▶ [Exercise] Please filter the items below, copying out each line that contains the word "plastic".

══════════════════════════════

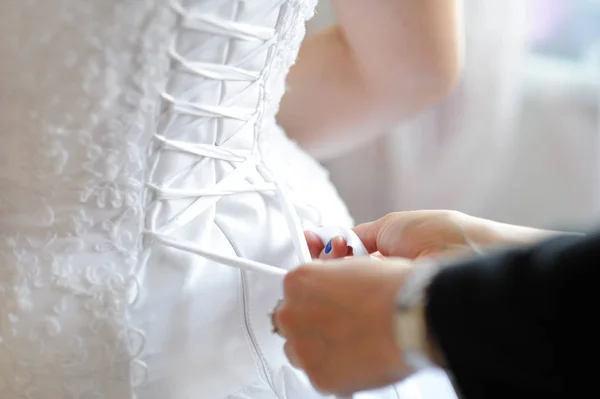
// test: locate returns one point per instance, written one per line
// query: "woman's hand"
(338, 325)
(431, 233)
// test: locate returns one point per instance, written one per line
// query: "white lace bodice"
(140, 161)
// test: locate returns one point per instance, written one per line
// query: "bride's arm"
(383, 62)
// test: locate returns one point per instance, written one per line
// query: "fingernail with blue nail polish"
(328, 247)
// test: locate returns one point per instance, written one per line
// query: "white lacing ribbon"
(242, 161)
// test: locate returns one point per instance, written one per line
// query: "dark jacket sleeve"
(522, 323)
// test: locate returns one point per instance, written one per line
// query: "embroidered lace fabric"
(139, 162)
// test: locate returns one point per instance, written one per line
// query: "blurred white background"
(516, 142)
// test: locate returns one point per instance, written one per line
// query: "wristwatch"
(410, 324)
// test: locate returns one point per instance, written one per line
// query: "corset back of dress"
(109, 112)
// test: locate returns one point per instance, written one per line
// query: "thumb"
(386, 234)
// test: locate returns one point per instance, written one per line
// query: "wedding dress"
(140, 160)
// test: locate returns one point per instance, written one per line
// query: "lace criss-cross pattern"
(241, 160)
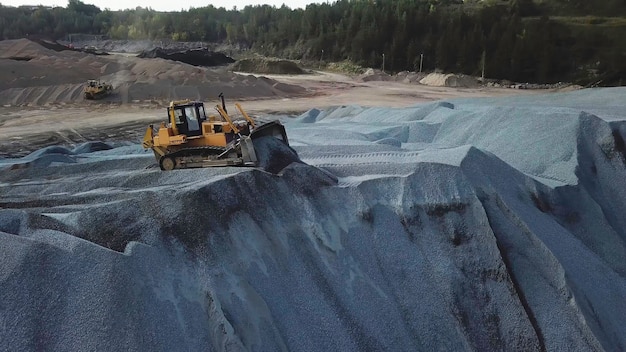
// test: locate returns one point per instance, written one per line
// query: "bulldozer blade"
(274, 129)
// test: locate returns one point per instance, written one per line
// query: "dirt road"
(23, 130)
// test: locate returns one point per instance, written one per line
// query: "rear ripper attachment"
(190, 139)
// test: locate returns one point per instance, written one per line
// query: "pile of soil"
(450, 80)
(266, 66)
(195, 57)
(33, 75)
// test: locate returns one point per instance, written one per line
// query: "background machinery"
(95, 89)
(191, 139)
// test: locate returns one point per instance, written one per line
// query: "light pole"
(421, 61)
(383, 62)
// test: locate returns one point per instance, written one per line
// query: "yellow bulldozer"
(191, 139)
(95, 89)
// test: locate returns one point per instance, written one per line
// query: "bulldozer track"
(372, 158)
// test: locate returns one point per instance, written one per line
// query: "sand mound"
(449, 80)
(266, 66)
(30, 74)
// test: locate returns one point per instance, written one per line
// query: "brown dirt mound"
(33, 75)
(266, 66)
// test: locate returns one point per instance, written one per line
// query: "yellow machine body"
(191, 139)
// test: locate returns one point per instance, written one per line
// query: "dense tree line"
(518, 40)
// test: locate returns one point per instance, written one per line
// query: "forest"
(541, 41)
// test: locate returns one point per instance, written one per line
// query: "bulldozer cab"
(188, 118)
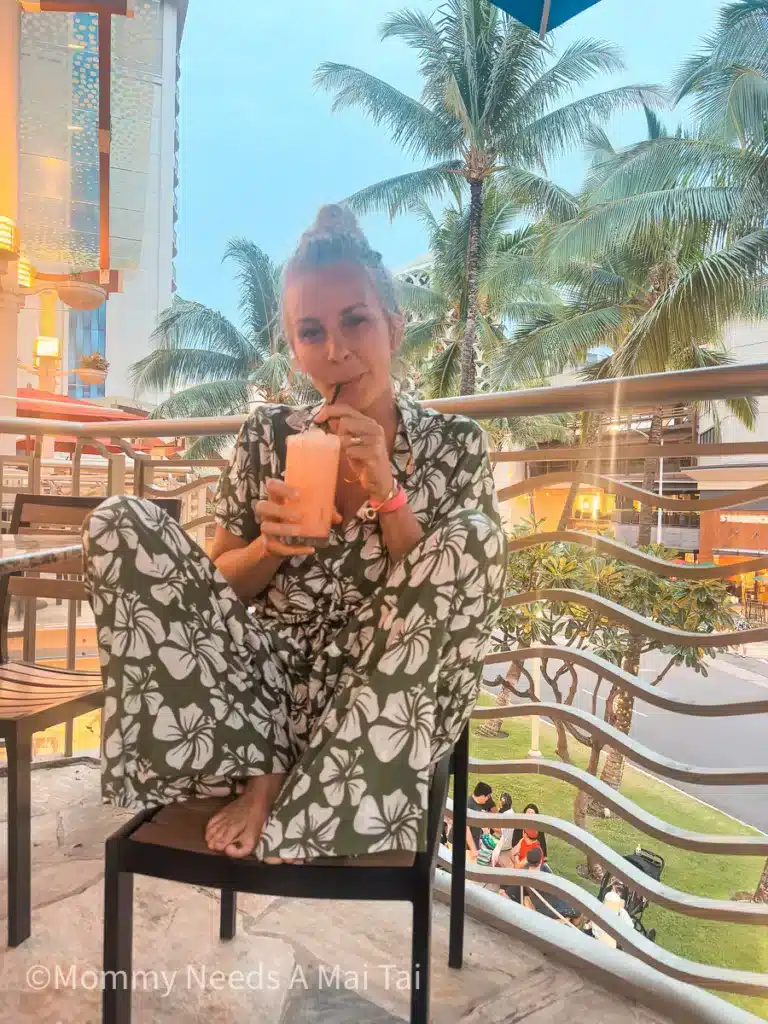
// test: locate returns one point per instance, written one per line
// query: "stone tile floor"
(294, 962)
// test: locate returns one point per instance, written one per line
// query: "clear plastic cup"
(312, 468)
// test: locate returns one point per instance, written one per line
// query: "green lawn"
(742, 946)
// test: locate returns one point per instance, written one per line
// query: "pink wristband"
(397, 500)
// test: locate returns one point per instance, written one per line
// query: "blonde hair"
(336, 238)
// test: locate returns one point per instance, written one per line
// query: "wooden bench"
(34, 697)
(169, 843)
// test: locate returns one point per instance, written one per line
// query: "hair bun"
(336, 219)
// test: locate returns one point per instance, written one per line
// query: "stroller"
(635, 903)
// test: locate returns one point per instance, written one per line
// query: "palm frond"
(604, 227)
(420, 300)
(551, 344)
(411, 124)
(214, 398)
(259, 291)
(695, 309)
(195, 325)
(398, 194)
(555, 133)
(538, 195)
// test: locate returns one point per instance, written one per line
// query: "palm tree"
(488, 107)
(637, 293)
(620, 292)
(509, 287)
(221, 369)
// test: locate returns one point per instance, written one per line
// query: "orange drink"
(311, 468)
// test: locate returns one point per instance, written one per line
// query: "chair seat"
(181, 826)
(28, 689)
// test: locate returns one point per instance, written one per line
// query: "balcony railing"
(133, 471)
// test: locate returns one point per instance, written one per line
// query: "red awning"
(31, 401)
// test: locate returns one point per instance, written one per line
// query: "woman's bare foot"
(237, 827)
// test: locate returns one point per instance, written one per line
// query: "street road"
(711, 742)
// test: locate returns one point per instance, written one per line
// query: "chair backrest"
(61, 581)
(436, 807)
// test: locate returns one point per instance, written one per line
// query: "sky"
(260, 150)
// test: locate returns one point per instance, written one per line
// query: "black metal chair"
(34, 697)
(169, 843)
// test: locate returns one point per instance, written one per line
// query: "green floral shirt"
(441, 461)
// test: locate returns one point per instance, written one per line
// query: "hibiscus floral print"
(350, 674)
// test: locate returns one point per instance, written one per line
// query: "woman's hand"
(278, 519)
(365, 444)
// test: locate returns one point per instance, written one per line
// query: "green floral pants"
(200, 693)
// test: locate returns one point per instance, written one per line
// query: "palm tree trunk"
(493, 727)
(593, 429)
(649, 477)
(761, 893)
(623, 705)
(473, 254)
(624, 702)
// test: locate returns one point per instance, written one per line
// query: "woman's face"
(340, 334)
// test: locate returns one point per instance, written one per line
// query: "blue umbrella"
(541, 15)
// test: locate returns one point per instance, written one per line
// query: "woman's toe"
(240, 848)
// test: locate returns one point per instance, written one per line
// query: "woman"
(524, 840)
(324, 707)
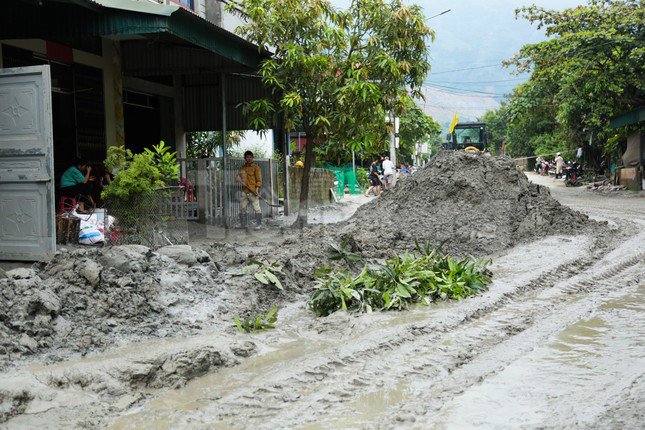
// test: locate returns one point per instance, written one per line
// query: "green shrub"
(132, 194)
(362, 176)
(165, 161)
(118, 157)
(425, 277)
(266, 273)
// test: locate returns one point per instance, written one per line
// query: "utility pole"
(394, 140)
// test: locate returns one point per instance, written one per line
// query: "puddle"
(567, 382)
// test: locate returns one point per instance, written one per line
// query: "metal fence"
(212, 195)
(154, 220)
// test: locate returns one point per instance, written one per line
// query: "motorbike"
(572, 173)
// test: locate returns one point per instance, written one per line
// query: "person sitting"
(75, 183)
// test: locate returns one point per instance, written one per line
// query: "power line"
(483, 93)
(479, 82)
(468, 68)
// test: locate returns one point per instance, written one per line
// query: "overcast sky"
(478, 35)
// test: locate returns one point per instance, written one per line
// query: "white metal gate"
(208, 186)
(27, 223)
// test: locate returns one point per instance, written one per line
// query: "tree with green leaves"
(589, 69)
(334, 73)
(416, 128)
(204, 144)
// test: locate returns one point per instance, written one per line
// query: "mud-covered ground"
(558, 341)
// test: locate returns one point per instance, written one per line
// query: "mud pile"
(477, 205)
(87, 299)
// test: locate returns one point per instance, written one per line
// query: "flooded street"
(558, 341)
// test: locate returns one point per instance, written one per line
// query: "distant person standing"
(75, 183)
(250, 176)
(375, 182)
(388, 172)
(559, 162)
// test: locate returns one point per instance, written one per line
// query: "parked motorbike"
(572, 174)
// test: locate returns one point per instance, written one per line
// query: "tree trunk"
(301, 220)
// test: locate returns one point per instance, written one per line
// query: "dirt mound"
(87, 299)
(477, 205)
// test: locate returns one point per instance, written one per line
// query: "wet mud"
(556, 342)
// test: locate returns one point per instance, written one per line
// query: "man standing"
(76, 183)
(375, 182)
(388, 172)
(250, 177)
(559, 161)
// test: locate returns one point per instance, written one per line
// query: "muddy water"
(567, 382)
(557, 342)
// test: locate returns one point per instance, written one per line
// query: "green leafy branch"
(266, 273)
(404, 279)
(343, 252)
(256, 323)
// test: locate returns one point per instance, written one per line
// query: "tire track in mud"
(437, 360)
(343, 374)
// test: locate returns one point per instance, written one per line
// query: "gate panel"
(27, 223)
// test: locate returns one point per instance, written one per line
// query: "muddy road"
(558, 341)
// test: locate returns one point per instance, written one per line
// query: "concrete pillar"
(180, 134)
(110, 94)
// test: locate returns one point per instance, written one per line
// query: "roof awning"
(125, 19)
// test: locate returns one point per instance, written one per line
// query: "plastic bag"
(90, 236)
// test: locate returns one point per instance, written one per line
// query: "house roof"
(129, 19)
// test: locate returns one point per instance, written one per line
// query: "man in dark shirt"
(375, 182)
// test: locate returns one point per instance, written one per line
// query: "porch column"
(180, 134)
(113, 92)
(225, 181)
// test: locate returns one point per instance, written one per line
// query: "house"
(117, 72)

══════════════════════════════

▶ [Answer to the exercise]
// query: "clear plastic cup"
// query: "plastic bag"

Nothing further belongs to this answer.